* _EXERCISE SET_
1 > Do these statements agree with the Acumatica Summit post? For each, answer yes or no and quote the words that decide it. (a) The 2026 Summit took place in Seattle. (b) Acumatica says it targets large enterprises. (c) The back massage was offered through Avalara.
2 > Reproduce word for word the passage of the Acumatica Summit post that opens with the words containing "2026 Evening Edition" and closes with "product this year.".

* _SELECTED EXTRACT_
'''

Dropped into Acumatica Summit 2026 mid-week to see what is emerging in the software and cloud ERP world and to hear what’s next in financials, productivity, operations and the back-office and front-end software world.

Coat Check Queue = Keeping Mine On

Convention Center Complete With A Misspelt Sign

2026 Evening Edition
The 2026 Summit was held in Seattle, Washington, USA.
I met with a few acquaintances, spoke with the Acumatica team and several ISVs, took a wellness break to receive a back massage via Chaz by Avalara from a licensed therapist before catching up with old friends Samuel and Igor.
Acumatica focuses on the midmarket and bills itself as a modern cloud ERP platform. Their theme (perhaps unofficially) was “Endless Possibilities.” A recurring phrase was “the digital replica of your business,” including software that understands your operations and mirrors data in real time. As you’d expect, AI was ubiquitous. CEO John Case emphasized that many AI‑driven capabilities previewed or promised last year are now arriving in the product this year.

'''

* _DATA TO EXAMINE_
'''

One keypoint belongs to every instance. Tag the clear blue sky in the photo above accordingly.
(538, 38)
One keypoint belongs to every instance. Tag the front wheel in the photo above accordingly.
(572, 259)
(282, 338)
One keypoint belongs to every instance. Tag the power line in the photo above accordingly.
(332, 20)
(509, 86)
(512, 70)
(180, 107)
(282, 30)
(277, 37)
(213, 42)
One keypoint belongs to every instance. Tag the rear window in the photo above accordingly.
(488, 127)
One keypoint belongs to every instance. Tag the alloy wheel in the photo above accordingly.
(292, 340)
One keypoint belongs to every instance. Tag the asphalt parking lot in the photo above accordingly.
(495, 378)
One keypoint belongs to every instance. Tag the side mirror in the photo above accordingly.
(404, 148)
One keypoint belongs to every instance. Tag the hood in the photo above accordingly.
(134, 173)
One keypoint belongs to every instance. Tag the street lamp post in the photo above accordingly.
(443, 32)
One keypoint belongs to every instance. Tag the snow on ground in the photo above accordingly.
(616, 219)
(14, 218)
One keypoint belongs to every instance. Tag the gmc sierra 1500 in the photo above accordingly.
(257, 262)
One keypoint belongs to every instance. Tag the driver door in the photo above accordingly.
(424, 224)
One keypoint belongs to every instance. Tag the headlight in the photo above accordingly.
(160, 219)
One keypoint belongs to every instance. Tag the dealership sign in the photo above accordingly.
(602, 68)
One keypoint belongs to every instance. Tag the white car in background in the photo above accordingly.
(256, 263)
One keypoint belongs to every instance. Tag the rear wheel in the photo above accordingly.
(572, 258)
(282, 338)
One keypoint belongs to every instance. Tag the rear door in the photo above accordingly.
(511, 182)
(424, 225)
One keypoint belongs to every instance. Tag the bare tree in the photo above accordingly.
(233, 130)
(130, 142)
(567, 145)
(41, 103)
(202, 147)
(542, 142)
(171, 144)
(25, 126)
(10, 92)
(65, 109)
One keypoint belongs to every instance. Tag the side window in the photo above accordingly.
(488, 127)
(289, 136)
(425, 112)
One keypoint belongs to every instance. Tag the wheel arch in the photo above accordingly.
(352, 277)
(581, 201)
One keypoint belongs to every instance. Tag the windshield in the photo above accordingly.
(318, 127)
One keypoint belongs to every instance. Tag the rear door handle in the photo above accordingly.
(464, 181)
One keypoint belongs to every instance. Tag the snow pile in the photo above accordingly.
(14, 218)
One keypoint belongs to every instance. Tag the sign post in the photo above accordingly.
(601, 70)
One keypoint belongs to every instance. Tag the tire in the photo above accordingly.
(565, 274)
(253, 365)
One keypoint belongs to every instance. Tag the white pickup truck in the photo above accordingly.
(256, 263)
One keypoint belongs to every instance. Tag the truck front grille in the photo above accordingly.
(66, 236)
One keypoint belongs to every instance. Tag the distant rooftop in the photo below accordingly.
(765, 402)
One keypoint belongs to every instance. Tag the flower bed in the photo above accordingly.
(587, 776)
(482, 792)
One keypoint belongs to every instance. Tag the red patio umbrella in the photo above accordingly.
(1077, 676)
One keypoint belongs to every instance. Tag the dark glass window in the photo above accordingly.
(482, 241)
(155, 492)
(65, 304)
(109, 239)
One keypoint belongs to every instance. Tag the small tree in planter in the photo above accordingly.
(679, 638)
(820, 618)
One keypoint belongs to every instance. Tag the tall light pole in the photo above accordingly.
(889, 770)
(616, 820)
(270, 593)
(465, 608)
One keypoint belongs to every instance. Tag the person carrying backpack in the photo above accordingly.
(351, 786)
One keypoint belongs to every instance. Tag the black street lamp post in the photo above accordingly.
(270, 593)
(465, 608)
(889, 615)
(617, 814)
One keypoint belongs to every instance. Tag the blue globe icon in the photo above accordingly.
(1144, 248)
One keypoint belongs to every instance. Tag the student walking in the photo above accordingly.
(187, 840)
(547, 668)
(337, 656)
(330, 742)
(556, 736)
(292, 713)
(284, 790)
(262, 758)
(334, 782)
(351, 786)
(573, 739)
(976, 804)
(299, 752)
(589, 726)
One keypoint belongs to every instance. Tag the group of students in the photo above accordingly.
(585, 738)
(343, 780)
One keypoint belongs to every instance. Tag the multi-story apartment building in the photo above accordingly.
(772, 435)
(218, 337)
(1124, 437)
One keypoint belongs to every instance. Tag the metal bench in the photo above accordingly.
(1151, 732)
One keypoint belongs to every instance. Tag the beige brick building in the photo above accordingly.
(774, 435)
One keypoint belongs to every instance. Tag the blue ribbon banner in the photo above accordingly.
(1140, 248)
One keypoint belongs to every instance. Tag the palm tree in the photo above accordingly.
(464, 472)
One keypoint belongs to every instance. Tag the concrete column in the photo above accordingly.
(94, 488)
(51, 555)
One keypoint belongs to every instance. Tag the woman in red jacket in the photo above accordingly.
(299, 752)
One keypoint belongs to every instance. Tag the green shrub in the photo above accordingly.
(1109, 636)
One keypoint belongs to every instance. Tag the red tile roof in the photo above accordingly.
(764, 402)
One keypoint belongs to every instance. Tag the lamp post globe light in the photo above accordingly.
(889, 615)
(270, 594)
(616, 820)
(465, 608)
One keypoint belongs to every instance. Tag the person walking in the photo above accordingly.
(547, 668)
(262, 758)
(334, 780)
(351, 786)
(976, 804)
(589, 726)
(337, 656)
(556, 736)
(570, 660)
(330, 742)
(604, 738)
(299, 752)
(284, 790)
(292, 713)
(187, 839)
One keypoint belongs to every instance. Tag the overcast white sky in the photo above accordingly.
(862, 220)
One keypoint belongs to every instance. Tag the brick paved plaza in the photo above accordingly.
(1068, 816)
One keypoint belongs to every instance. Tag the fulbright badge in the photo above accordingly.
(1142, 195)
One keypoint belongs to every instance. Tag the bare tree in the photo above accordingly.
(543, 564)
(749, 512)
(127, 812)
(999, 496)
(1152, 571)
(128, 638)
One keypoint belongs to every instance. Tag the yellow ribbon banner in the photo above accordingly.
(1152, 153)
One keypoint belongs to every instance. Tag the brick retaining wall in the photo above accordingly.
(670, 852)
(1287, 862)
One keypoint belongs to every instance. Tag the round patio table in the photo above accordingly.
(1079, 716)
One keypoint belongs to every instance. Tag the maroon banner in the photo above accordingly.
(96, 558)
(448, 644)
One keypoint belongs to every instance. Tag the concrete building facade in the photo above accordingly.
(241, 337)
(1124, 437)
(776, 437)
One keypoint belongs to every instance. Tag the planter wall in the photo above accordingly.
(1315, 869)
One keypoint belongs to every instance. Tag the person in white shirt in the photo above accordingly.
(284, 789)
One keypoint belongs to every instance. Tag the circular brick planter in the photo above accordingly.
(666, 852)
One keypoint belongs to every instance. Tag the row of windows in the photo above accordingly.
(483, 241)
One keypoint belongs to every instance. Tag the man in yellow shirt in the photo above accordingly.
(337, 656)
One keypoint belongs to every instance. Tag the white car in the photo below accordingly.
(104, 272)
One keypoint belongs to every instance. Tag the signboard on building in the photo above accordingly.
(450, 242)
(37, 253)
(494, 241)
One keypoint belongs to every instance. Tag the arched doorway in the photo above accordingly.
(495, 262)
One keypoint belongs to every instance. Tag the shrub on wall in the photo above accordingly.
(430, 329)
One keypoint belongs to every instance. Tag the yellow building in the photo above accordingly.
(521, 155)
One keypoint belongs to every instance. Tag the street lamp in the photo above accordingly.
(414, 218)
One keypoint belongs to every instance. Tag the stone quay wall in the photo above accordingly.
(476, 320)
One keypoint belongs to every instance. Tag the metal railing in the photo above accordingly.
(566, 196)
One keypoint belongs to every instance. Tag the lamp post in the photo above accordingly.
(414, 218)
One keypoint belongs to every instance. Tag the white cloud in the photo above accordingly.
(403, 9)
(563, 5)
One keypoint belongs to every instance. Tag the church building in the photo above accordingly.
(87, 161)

'''

* _SOLUTIONS_
1 >
(a) Yes: "The 2026 Summit was held in Seattle, Washington, USA."
(b) No: "Acumatica focuses on the midmarket"
(c) Yes: "receive a back massage via Chaz by Avalara from a licensed therapist"

2 >
2026 Evening Edition
The 2026 Summit was held in Seattle, Washington, USA.
I met with a few acquaintances, spoke with the Acumatica team and several ISVs, took a wellness break to receive a back massage via Chaz by Avalara from a licensed therapist before catching up with old friends Samuel and Igor.
Acumatica focuses on the midmarket and bills itself as a modern cloud ERP platform. Their theme (perhaps unofficially) was “Endless Possibilities.” A recurring phrase was “the digital replica of your business,” including software that understands your operations and mirrors data in real time. As you’d expect, AI was ubiquitous. CEO John Case emphasized that many AI‑driven capabilities previewed or promised last year are now arriving in the product this year.